## Job item:
Turn every line of the entries below into a numbered list, skipping any blank lines.

## Supplied records:
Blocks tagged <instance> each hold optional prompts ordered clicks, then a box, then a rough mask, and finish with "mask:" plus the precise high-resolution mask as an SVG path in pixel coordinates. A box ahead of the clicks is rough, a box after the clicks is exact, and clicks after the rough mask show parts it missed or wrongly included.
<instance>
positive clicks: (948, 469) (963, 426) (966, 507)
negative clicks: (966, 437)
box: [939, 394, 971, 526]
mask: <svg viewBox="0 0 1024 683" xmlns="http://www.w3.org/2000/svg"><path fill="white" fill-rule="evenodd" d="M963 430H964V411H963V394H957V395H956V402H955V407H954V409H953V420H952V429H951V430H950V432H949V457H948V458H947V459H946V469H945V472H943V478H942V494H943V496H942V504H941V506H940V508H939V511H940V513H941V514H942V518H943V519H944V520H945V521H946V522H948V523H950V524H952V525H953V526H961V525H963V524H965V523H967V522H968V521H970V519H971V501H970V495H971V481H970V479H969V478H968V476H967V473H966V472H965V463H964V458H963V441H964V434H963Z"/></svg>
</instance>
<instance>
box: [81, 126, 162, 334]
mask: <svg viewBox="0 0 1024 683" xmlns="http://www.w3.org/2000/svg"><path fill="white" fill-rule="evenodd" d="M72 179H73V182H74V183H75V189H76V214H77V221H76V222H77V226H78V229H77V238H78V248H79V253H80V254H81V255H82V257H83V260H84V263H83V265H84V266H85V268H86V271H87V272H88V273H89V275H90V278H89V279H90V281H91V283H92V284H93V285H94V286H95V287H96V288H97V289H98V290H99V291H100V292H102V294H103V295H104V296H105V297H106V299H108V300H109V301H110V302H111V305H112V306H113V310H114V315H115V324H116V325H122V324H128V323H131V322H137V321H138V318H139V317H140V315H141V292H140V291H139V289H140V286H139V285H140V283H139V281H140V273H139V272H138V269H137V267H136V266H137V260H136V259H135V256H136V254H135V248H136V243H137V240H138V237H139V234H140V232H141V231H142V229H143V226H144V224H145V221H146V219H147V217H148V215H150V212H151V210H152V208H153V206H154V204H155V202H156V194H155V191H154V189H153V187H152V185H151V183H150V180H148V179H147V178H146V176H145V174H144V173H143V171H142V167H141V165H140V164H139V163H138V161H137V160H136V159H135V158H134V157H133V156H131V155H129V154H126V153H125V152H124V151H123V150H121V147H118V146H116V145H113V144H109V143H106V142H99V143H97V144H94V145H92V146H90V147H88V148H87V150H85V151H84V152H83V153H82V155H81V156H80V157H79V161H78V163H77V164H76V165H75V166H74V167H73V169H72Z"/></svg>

## Solution to this exercise:
1. Blocks tagged <instance> each hold optional prompts ordered clicks, then a box, then a rough mask, and finish with "mask:" plus the precise high-resolution mask as an SVG path in pixel coordinates. A box ahead of the clicks is rough, a box after the clicks is exact, and clicks after the rough mask show parts it missed or wrongly included.
2. <instance>
3. positive clicks: (948, 469) (963, 426) (966, 507)
4. negative clicks: (966, 437)
5. box: [939, 394, 971, 526]
6. mask: <svg viewBox="0 0 1024 683" xmlns="http://www.w3.org/2000/svg"><path fill="white" fill-rule="evenodd" d="M963 430H964V411H963V394H957V395H956V402H955V407H954V409H953V420H952V429H951V430H950V432H949V457H948V458H947V459H946V469H945V472H943V478H942V494H943V496H942V504H941V506H940V508H939V511H940V513H941V514H942V518H943V519H944V520H945V521H946V522H948V523H950V524H952V525H953V526H961V525H963V524H965V523H967V522H968V521H970V519H971V501H970V495H971V481H970V479H969V478H968V476H967V473H966V472H965V463H964V458H963V441H964V434H963Z"/></svg>
7. </instance>
8. <instance>
9. box: [81, 126, 162, 334]
10. mask: <svg viewBox="0 0 1024 683" xmlns="http://www.w3.org/2000/svg"><path fill="white" fill-rule="evenodd" d="M72 179H73V182H74V183H75V189H76V214H77V221H76V222H77V226H78V229H77V238H78V248H79V253H80V254H81V255H82V257H83V260H84V263H83V265H84V266H85V268H86V271H87V272H88V273H89V275H90V278H89V279H90V281H91V283H92V284H93V285H94V286H95V287H96V288H97V289H98V290H99V291H100V292H102V294H103V295H104V296H105V297H106V299H108V300H109V301H110V302H111V305H112V306H113V310H114V315H115V324H116V325H122V324H128V323H131V322H137V321H138V318H139V317H140V315H141V292H140V291H139V289H140V286H139V285H140V283H139V281H140V273H139V272H138V269H137V267H136V266H137V260H136V259H135V256H136V254H135V248H136V243H137V240H138V237H139V234H140V232H141V231H142V229H143V226H144V224H145V221H146V219H147V217H148V215H150V212H151V210H152V208H153V206H154V204H155V202H156V194H155V191H154V189H153V187H152V185H151V183H150V180H148V179H147V178H146V176H145V174H144V173H143V171H142V167H141V165H140V164H139V163H138V161H137V160H136V159H135V158H134V157H133V156H131V155H129V154H126V153H125V152H124V151H123V150H121V147H118V146H116V145H113V144H109V143H106V142H99V143H97V144H94V145H92V146H90V147H88V148H87V150H85V151H84V152H83V153H82V155H81V156H80V157H79V161H78V163H77V164H76V165H75V166H74V167H73V169H72Z"/></svg>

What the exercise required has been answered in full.